Reproduce only the items from the line containing "Target: **standing person**" through the end of the items, both ends included, requests and all. Multiply every coordinate in the answers by 1.9 and round each result to a whole number, rounding halves up.

Data drawn from a collection
··········

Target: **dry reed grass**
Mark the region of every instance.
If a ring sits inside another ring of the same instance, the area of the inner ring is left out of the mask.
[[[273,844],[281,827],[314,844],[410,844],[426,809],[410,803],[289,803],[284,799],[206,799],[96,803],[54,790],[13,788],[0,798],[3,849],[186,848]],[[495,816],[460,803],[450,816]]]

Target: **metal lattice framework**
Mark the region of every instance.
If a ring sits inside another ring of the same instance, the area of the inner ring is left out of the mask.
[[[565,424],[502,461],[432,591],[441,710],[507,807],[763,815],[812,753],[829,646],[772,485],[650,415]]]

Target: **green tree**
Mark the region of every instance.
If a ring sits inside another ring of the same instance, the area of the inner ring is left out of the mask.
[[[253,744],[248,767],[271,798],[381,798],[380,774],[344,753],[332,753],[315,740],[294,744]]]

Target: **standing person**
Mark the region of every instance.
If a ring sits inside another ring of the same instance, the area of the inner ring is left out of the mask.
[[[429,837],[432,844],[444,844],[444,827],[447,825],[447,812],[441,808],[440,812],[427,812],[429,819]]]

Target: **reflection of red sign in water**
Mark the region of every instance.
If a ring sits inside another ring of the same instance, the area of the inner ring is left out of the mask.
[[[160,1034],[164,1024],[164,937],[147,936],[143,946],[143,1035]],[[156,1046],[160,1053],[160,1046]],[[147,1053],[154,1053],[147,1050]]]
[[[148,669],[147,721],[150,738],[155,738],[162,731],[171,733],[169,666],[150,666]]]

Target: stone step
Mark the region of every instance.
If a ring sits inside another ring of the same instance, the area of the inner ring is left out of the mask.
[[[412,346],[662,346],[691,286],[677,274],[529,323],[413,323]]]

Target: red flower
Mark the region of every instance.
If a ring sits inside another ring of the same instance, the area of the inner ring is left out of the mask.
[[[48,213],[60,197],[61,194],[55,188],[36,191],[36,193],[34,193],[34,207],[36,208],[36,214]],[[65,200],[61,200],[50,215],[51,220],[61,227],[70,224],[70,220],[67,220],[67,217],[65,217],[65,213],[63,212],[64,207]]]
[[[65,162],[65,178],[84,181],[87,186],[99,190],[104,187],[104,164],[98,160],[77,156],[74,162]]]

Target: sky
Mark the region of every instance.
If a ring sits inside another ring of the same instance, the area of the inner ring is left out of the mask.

··········

**Completed exercise:**
Target: **standing person**
Mark the region of every instance.
If a ring sits inside another ring of the same instance, the area of the inner ring is left out of the mask.
[[[815,1590],[821,1604],[844,1604],[844,1571],[849,1568],[849,1543],[838,1535],[836,1543],[811,1543],[815,1556]]]

Target: **reflection of red sign in water**
Mark the region of every instance.
If a ring sits inside another ring of the same instance, the area of the inner ring is left out of the mask.
[[[304,1965],[312,1946],[312,1780],[279,1778],[272,1797],[272,1967]],[[296,1987],[304,2001],[304,1987]],[[279,2001],[293,2001],[279,1995]]]
[[[281,1271],[279,1370],[285,1402],[295,1402],[308,1389],[325,1393],[321,1265],[285,1265]]]

Target: stone step
Mark the region of every instance.
If a ring sits inside another ring of the same instance, the area of the inner ring is left out of the mask.
[[[783,657],[1258,657],[1313,543],[1286,521],[1005,614],[785,614]]]

Target: red flower
Mark the region of every instance.
If a ring sits inside another ring of the same instance, the area of the inner ring is left out of the mask.
[[[91,405],[114,374],[116,369],[105,357],[68,363],[68,367],[65,367],[65,393],[68,395],[68,407]],[[124,380],[116,380],[95,409],[97,418],[116,431],[133,426],[133,418],[127,418],[127,412],[124,412],[124,405],[120,403],[122,393]]]
[[[124,308],[124,338],[160,344],[165,353],[188,361],[198,355],[198,312],[186,304],[146,296],[141,308]]]

Target: sky
Mark the region of every instance.
If a ring sits inside another ring of the same instance, the area of the inner ring is left out of the mask.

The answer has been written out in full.